Collect every line in the records below that contains the word "concrete" and list those lines in order. Case counts.

EXTRACTED MATERIAL
------

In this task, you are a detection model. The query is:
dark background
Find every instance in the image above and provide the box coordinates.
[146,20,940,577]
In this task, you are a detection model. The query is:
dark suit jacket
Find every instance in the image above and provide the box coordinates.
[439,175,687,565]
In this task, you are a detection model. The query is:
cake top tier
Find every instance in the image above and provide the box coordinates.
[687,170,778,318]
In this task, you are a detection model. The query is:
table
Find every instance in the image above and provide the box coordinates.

------

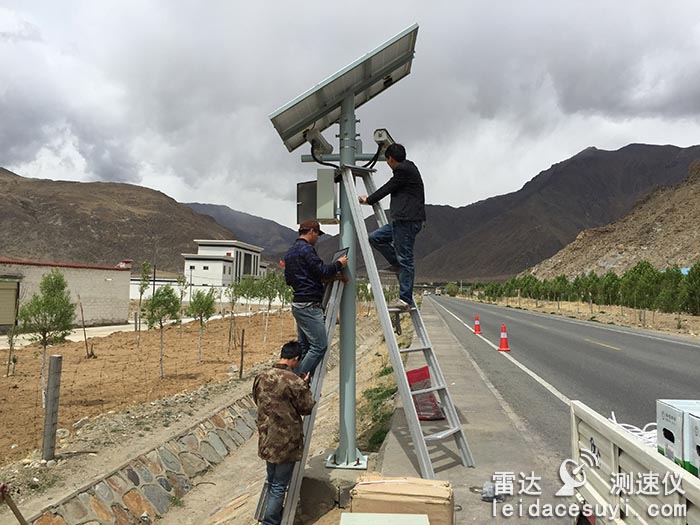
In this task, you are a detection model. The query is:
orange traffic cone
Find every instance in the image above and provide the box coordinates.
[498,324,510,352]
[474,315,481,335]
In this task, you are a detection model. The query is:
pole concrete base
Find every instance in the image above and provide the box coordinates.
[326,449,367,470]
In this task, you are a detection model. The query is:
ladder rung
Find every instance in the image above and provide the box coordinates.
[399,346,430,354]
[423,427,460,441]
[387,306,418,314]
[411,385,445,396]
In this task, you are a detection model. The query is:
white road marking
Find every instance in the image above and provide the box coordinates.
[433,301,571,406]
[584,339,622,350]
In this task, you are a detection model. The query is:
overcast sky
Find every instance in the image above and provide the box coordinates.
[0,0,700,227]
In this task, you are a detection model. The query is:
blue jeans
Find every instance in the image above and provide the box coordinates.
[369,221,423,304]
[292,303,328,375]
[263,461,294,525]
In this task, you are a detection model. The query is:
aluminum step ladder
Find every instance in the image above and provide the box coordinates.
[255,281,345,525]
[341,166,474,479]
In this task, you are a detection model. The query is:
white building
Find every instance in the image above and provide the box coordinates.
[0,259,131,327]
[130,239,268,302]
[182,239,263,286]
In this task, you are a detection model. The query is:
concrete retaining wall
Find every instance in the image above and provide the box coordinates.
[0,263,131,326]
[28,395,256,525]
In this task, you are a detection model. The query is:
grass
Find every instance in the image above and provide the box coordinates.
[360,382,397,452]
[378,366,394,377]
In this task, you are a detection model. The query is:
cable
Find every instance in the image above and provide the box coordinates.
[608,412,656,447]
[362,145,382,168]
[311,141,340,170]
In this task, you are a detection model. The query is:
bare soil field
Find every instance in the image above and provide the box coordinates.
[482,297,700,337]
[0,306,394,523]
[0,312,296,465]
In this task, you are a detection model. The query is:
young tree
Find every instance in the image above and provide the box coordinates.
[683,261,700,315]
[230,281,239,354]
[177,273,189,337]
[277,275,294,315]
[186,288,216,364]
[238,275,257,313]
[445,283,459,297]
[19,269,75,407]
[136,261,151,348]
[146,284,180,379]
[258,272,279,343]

------

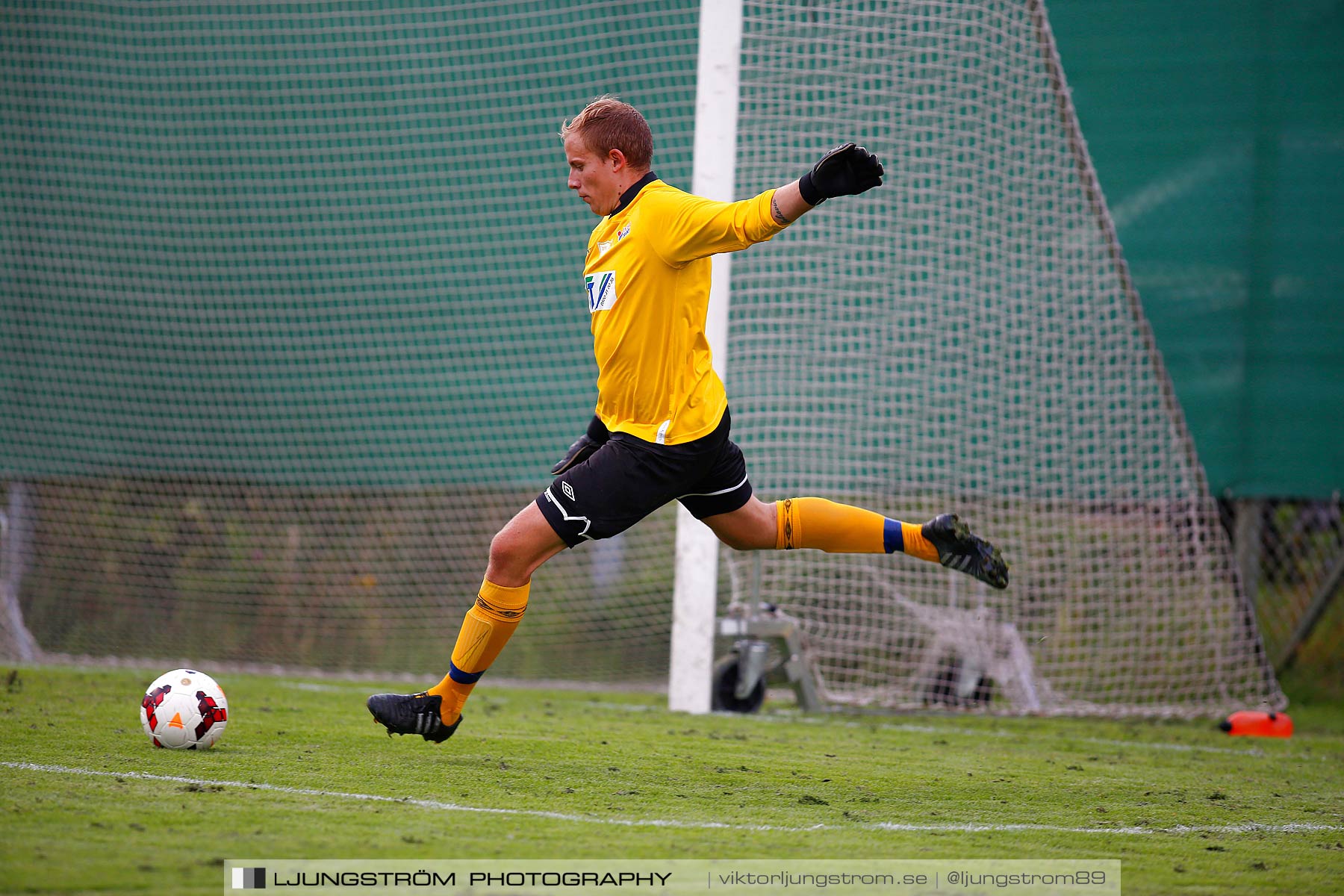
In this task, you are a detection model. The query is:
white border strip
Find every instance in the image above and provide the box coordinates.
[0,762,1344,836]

------

EXERCISE RESPONSE
pole concrete base
concrete retaining wall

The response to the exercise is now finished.